━━━━━ Records for processing
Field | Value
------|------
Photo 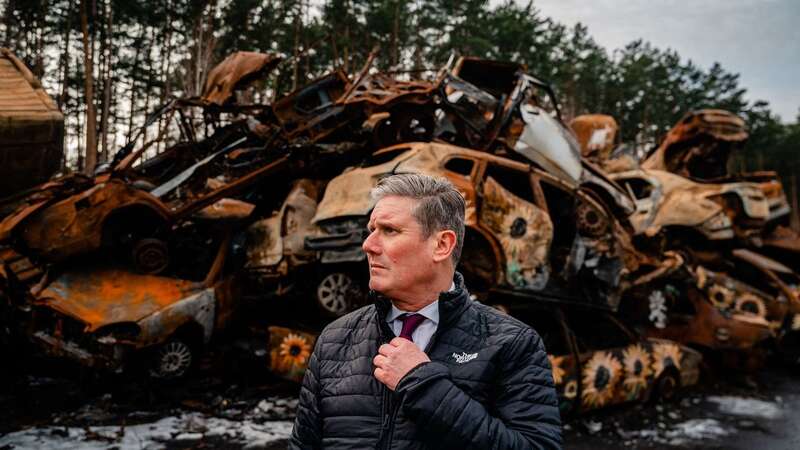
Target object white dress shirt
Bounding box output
[386,283,456,351]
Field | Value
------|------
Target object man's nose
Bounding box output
[361,231,381,254]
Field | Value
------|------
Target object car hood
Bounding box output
[36,269,204,332]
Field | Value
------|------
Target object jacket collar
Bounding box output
[369,272,472,328]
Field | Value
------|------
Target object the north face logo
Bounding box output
[453,352,478,364]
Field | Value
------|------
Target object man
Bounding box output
[289,174,561,450]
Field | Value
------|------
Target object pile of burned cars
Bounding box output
[0,52,800,414]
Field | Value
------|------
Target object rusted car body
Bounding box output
[642,109,749,180]
[619,270,774,370]
[0,146,287,273]
[16,240,238,378]
[0,48,64,200]
[611,170,770,241]
[268,305,702,417]
[306,143,626,308]
[569,114,619,164]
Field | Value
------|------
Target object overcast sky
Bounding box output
[528,0,800,122]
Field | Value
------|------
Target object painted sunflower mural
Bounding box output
[547,355,566,386]
[653,343,682,378]
[581,352,622,408]
[564,380,578,400]
[622,344,652,400]
[269,327,314,381]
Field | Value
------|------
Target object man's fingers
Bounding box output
[372,355,389,367]
[389,337,411,347]
[378,344,397,356]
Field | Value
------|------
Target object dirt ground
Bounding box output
[0,339,800,450]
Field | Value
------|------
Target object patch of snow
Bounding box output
[0,413,293,450]
[708,396,783,419]
[664,419,729,445]
[619,419,730,446]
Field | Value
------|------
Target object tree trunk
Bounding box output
[790,174,800,232]
[100,0,114,162]
[58,0,75,110]
[127,25,147,141]
[81,0,97,175]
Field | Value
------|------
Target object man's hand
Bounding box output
[372,338,431,391]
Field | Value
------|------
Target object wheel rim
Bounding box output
[317,272,353,315]
[156,341,192,378]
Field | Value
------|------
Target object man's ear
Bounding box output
[433,230,456,263]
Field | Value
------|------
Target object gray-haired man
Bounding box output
[290,174,561,449]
━━━━━━━━━━
_Written request_
Please select every line of the data above that holds the word "sunflower" and copy those lines.

_The result_
Target object painted sunflower mural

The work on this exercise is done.